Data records
## begin

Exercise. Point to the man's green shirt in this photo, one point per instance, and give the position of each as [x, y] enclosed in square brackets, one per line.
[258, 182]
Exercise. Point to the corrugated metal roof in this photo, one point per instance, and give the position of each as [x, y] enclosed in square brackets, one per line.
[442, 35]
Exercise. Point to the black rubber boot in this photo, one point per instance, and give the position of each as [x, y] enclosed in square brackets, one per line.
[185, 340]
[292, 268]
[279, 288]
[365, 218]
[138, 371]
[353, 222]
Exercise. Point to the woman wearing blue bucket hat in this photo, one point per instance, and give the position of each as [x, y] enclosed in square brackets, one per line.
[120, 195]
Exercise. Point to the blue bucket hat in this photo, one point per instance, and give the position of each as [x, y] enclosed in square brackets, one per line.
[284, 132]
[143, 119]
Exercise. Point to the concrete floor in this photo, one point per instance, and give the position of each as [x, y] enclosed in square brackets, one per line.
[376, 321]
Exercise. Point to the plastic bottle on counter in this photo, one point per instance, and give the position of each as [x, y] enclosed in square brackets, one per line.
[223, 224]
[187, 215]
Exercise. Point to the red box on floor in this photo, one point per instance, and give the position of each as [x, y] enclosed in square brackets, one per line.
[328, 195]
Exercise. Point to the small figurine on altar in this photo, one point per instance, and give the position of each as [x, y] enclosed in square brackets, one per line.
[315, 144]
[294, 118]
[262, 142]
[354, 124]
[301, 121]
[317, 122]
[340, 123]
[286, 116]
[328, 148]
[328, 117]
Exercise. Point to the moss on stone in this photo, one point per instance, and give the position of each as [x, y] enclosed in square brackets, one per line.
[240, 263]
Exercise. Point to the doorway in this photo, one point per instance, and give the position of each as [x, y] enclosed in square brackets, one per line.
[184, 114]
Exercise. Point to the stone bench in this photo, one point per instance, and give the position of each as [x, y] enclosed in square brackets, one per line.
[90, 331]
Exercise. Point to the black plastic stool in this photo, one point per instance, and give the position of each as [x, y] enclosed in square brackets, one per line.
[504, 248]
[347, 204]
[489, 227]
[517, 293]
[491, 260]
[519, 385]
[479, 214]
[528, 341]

## end

What you have to do:
Rewrite all of the rows above, swapping each "Exercise" for "Task" and keeping everything else unchanged.

Final result:
Task. Point to the man's green shirt in this photo, one point per instance, and give the position of each as [x, y] enclosed in square brackets, one per line.
[258, 182]
Task. Point to the corrugated metal roof in this photo, one point per instance, and give the position of each as [x, y] enclosed in square brackets, one per line.
[442, 35]
Task. Point to the black rubber boot in this photo, one point per instance, and give the position of each as [x, y] enclosed in square brackets, one per line.
[185, 340]
[292, 268]
[279, 288]
[365, 218]
[138, 371]
[353, 222]
Task. Point to the woman wearing blue bucket hat in this photo, one point per instance, and give the position of each as [x, y] enclosed in square brackets, one per line.
[120, 195]
Task. Point to the blue bucket hat in this photo, one point per instance, and give the position of each as [x, y] enclosed in square brackets, one per line.
[284, 132]
[143, 119]
Task. Point to the concrete floor in this photo, one point per instance, and give the position of each as [x, y] enclosed in square brackets, one per line.
[376, 321]
Task. Point to the plastic bottle on counter in this photo, one point per instance, and give the position of each as [x, y] enclosed in square brackets, one per line.
[223, 224]
[187, 215]
Task. Point to the red box on floor in this photo, one point per instance, and give the position of each as [x, y] enclosed in square brackets, one per line.
[328, 195]
Task. Point to the small figurine on altar in this photo, one point per instance, and give the position of each as [x, y] enclosed in square brackets, one per line.
[315, 144]
[294, 118]
[262, 142]
[354, 124]
[301, 121]
[317, 122]
[340, 123]
[286, 116]
[328, 148]
[328, 117]
Task. Point to the moss on stone in this photo, one point per instance, and give the position of each as [x, y] enclosed in square brackets, one per line.
[240, 263]
Task. Point to the doorway in this photo, one point per instance, and give the position of each as [x, y] enclosed in square brackets, one per line.
[184, 114]
Task. Point to the stone bench in this photo, one point per instance, and give the position of each as [x, y] enclosed in square brackets, one per line.
[90, 331]
Task. Point to the black plastic stool in this photo, one point per instance, and give the position of each as [x, y] enclosed in square brackets, one per line.
[504, 248]
[347, 204]
[489, 227]
[517, 293]
[491, 260]
[519, 385]
[479, 214]
[528, 341]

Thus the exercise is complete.